■ **What to produce**: Please write out the records again, switching "Reply" to "Answer" everywhere and leaving everything else unchanged.

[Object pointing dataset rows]
● ● ● ● ● ● ●
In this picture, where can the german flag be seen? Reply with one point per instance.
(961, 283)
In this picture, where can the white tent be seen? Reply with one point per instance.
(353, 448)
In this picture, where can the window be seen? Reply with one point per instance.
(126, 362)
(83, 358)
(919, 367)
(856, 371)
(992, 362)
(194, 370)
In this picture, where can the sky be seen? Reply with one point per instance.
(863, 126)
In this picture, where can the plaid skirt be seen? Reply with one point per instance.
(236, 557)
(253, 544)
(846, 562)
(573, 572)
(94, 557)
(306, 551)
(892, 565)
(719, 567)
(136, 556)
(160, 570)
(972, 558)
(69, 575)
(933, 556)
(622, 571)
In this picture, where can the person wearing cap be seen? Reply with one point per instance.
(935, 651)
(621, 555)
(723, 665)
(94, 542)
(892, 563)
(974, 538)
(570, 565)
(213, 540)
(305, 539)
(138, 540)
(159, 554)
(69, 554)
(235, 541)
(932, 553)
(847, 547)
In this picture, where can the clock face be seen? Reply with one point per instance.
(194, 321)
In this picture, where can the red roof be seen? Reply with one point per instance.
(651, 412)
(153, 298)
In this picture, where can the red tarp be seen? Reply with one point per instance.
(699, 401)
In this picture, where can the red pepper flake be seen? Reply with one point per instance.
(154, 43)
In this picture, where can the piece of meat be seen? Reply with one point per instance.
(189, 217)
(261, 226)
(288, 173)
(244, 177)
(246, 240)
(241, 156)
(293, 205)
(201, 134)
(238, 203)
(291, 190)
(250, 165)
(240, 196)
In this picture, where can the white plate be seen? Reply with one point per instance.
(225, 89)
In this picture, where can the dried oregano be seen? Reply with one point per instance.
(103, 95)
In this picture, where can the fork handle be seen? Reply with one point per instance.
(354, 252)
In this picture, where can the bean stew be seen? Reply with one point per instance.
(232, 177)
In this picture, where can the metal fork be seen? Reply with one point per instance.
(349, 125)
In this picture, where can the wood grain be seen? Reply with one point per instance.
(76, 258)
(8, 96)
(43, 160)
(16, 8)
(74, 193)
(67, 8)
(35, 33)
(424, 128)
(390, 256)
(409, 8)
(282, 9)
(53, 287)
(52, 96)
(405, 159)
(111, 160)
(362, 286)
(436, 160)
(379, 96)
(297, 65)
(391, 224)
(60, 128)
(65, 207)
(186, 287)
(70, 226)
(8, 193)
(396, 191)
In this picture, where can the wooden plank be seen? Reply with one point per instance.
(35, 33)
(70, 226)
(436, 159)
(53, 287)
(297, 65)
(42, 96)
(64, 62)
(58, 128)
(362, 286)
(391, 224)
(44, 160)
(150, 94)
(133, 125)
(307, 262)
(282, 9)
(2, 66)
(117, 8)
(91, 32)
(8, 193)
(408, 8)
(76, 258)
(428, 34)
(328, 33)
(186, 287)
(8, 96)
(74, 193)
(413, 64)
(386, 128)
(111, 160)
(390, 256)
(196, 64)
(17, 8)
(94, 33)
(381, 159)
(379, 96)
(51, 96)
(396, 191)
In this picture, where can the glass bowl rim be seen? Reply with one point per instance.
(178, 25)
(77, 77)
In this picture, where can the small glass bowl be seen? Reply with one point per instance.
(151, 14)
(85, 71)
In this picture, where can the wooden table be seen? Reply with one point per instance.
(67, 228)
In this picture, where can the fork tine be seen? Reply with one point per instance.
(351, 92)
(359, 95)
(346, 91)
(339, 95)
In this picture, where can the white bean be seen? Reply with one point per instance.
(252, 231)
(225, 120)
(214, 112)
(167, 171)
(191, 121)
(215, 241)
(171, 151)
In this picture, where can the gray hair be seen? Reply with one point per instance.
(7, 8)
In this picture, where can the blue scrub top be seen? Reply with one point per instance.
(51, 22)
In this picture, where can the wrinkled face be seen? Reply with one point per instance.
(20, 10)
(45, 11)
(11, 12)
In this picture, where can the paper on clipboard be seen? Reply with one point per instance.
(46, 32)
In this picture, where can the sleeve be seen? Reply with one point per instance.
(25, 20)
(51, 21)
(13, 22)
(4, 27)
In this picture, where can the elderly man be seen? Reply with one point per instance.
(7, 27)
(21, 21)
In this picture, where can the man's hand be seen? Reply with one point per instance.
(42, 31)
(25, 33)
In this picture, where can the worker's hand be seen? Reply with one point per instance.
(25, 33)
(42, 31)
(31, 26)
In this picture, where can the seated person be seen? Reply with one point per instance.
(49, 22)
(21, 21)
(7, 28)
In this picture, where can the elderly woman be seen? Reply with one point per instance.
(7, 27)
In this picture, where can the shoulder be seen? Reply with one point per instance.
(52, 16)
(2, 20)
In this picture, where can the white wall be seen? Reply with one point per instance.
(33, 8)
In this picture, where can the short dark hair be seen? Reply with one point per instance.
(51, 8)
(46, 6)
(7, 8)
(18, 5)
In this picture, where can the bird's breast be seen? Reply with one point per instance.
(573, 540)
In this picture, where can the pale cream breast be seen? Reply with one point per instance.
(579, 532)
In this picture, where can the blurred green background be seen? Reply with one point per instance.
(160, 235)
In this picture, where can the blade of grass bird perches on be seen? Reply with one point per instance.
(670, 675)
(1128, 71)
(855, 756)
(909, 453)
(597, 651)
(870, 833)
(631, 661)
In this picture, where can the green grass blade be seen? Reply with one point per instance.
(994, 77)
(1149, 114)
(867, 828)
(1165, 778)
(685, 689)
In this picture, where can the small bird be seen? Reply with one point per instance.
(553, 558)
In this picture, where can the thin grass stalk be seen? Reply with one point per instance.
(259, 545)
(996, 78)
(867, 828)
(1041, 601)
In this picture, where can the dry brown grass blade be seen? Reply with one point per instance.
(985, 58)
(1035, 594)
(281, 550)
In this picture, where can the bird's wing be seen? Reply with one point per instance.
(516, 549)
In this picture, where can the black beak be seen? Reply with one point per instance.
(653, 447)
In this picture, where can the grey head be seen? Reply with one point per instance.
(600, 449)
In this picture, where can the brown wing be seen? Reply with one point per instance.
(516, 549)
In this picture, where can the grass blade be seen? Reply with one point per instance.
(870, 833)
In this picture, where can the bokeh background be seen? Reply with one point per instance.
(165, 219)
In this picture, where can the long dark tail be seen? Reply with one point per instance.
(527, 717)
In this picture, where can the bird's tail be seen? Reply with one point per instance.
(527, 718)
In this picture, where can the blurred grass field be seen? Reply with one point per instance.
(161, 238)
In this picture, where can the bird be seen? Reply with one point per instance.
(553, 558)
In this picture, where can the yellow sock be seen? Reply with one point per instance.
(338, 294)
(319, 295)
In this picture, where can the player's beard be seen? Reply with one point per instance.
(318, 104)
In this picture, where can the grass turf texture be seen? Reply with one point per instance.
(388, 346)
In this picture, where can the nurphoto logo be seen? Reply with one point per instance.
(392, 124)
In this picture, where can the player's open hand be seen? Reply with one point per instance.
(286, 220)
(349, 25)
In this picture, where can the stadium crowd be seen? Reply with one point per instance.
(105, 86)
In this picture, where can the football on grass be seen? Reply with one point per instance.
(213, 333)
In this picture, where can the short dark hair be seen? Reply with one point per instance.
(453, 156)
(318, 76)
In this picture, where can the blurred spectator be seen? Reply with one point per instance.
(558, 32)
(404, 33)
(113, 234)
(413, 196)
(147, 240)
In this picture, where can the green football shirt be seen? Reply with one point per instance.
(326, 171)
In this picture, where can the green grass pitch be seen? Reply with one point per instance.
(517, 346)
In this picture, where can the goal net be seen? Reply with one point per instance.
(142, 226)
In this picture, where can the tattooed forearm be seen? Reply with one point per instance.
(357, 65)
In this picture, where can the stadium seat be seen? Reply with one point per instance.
● ● ● ● ● ● ●
■ **Exercise result**:
In this picture, where can the german flag be seen? Answer with one point per instance.
(961, 283)
In this picture, where can the white tent be seen? Answer with one point per instance.
(353, 448)
In this picture, where can the window be seen? Answer with one point per instance.
(126, 362)
(83, 358)
(919, 367)
(856, 371)
(992, 362)
(194, 370)
In this picture, where can the sky be seen? Answer with one point per instance.
(863, 126)
In this picture, where can the plaid skirt be seen? Answer with one point per instance.
(236, 557)
(253, 544)
(846, 562)
(573, 572)
(94, 557)
(306, 551)
(892, 565)
(719, 567)
(136, 556)
(160, 570)
(972, 558)
(69, 575)
(933, 556)
(622, 571)
In this picture, where can the person wearing cap be seen? Answer with one point per instance.
(935, 651)
(621, 555)
(723, 665)
(94, 542)
(892, 563)
(974, 538)
(570, 565)
(213, 540)
(305, 539)
(138, 540)
(159, 554)
(69, 554)
(235, 541)
(932, 553)
(847, 547)
In this picture, where can the clock face be seen? Answer with one point per instance.
(194, 321)
In this picture, where can the red roof be seen? Answer with one point per instance.
(651, 412)
(153, 298)
In this picture, where can the red tarp be seen? Answer with one point per instance.
(699, 401)
In this picture, where can the red pepper flake be seen? Answer with one point per instance.
(154, 43)
In this picture, where can the piece of meat be seen? Answer with one point per instance.
(189, 217)
(261, 226)
(288, 173)
(244, 177)
(246, 240)
(241, 156)
(293, 205)
(201, 134)
(238, 203)
(291, 190)
(250, 165)
(240, 196)
In this picture, where can the white plate be seen? Answer with one point per instance.
(225, 89)
In this picture, where can the dried oregano be seen? Answer with one point per instance.
(103, 95)
In this picture, where can the fork handle be seen? Answer with one point per instance.
(354, 252)
In this picture, where can the bean stew be seen? Answer with one point per instance.
(232, 177)
In this picture, where can the metal fork be seen? Answer with one point per instance.
(349, 125)
In this picture, where can the wood grain be seen? Answer with one point per instance.
(76, 258)
(8, 96)
(43, 160)
(16, 8)
(74, 193)
(67, 8)
(35, 33)
(424, 128)
(390, 256)
(409, 8)
(282, 9)
(53, 287)
(52, 96)
(405, 159)
(111, 160)
(362, 286)
(436, 160)
(379, 96)
(297, 65)
(391, 224)
(60, 128)
(65, 207)
(186, 287)
(70, 226)
(8, 193)
(396, 191)
In this picture, where can the wooden plank be seen? Answer with one point per instance.
(35, 33)
(70, 226)
(436, 159)
(53, 287)
(297, 65)
(42, 96)
(64, 62)
(58, 128)
(362, 286)
(391, 224)
(44, 160)
(150, 94)
(133, 125)
(307, 262)
(282, 9)
(2, 66)
(117, 8)
(91, 32)
(8, 193)
(408, 8)
(76, 258)
(428, 34)
(328, 33)
(186, 287)
(8, 96)
(74, 193)
(413, 64)
(386, 128)
(111, 160)
(390, 256)
(196, 64)
(17, 8)
(94, 33)
(381, 159)
(379, 96)
(51, 96)
(396, 191)
In this picture, where can the glass bowl rim be seen? Answer with one point per instance.
(178, 25)
(77, 77)
In this picture, where can the small glass bowl be seen? Answer with one point per instance.
(151, 14)
(85, 71)
In this picture, where can the wooden table be seen? Answer with one point per instance.
(67, 228)
In this picture, where can the fork tine be seen? Answer with one point per instance.
(351, 92)
(359, 95)
(346, 91)
(339, 95)
In this picture, where can the white bean be seen? Answer with one point per instance.
(252, 231)
(225, 120)
(214, 112)
(167, 171)
(191, 121)
(215, 241)
(171, 151)
In this picture, where can the gray hair be seen? Answer with one point per instance.
(7, 8)
In this picture, where can the blue scrub top be seen? Answer with one point per instance.
(51, 22)
In this picture, where can the wrinkled face be seen? Answer with one point per instance.
(20, 10)
(45, 11)
(11, 12)
In this picture, where can the paper on clipboard be seen? Answer with one point per instance.
(46, 32)
In this picture, where can the sleeve be seen? Answer with one point per instance.
(25, 20)
(51, 21)
(13, 22)
(4, 27)
In this picture, where can the elderly man be seen? Answer with one point per instance.
(7, 27)
(21, 21)
In this picture, where can the man's hand be seen? Answer with one point per instance.
(42, 31)
(25, 33)
In this picture, where can the worker's hand be seen? Answer with one point per instance.
(25, 33)
(42, 31)
(31, 26)
In this picture, where can the seated person be seen? Answer with one point per instance.
(49, 22)
(21, 21)
(7, 28)
In this picture, where can the elderly woman be seen? Answer with one point per instance.
(7, 27)
In this picture, where can the shoulder be seen? Answer with one point per instance.
(52, 16)
(2, 20)
In this picture, where can the white wall be seen? Answer with one point per instance.
(33, 8)
In this picture, where can the short dark hair be seen? Answer with one point per instance.
(51, 8)
(46, 6)
(7, 8)
(18, 5)
In this picture, where can the bird's breast be seen? Answer with one point per instance.
(573, 540)
In this picture, where can the pale cream breast be seen? Answer with one point per instance.
(579, 532)
In this picture, where can the blurred green background be seen? Answer with one point per instance.
(160, 235)
In this picture, where can the blade of grass bird perches on be seen? Answer with one point per instance.
(670, 675)
(1128, 71)
(855, 756)
(909, 453)
(597, 651)
(870, 833)
(631, 661)
In this picture, where can the green grass blade be seen? Answer with one point per instance.
(994, 77)
(1149, 114)
(867, 828)
(1165, 778)
(685, 689)
In this picture, where can the small bird be seen? Answer with one point per instance.
(553, 558)
In this picture, where can the thin grass stalk be seen? Answer with one point per instance.
(259, 545)
(996, 78)
(867, 828)
(1041, 601)
In this picture, where can the dry brown grass blade be seen? Answer with one point per instance.
(985, 58)
(1035, 594)
(281, 550)
In this picture, where can the bird's wing be seen? Answer with one point per instance.
(516, 549)
In this picture, where can the black beak be seen? Answer with one point per instance.
(653, 447)
In this picture, where can the grey head be seen? Answer with one point per instance.
(600, 449)
In this picture, where can the brown wing be seen? Answer with one point per instance.
(516, 549)
In this picture, where can the grass blade be seen? Answer with one point per instance.
(870, 833)
In this picture, where can the bokeh background be seen? Answer with one point per instance.
(165, 219)
In this picture, where can the long dark tail be seen? Answer with one point per instance.
(527, 717)
In this picture, where can the bird's tail be seen? Answer with one point per instance.
(527, 718)
In this picture, where can the blurred grass field be seen? Answer with one point per instance.
(161, 238)
In this picture, where can the bird be seen? Answer with one point per instance.
(553, 558)
In this picture, where can the yellow sock be seen? Answer with one point per instance.
(338, 294)
(319, 295)
In this picture, where can the player's beard be seen? Answer with one point per instance.
(318, 104)
In this picture, where can the grass turf texture be seen? Answer with one point per instance.
(388, 346)
In this picture, where can the nurphoto logo be seen? Answer with one point per instance.
(392, 124)
In this picture, where can the player's open hand be seen? Answer with one point per instance.
(286, 220)
(349, 25)
In this picture, where can the stadium crowd be seen? Answer with one point per instance.
(105, 86)
In this picture, where can the football on grass be seen? Answer with one point per instance.
(213, 333)
In this picture, where can the short dark hair be seen? Answer with one point per instance.
(453, 156)
(318, 76)
In this picture, where can the blurred spectator be seen? Answer with one point per instance.
(558, 32)
(404, 33)
(113, 234)
(413, 196)
(147, 240)
In this picture, where can the green football shirt be seen? Answer with one point per instance.
(326, 171)
In this picture, where can the green grass pitch be seen? Answer with one point per instance.
(517, 346)
In this picture, where can the goal net be seen? Answer with one point per instance.
(142, 226)
In this picture, where can the tattooed forearm be seen? Answer with one point per instance.
(357, 65)
In this picture, where can the stadium seat be seen? Answer with one point per instance.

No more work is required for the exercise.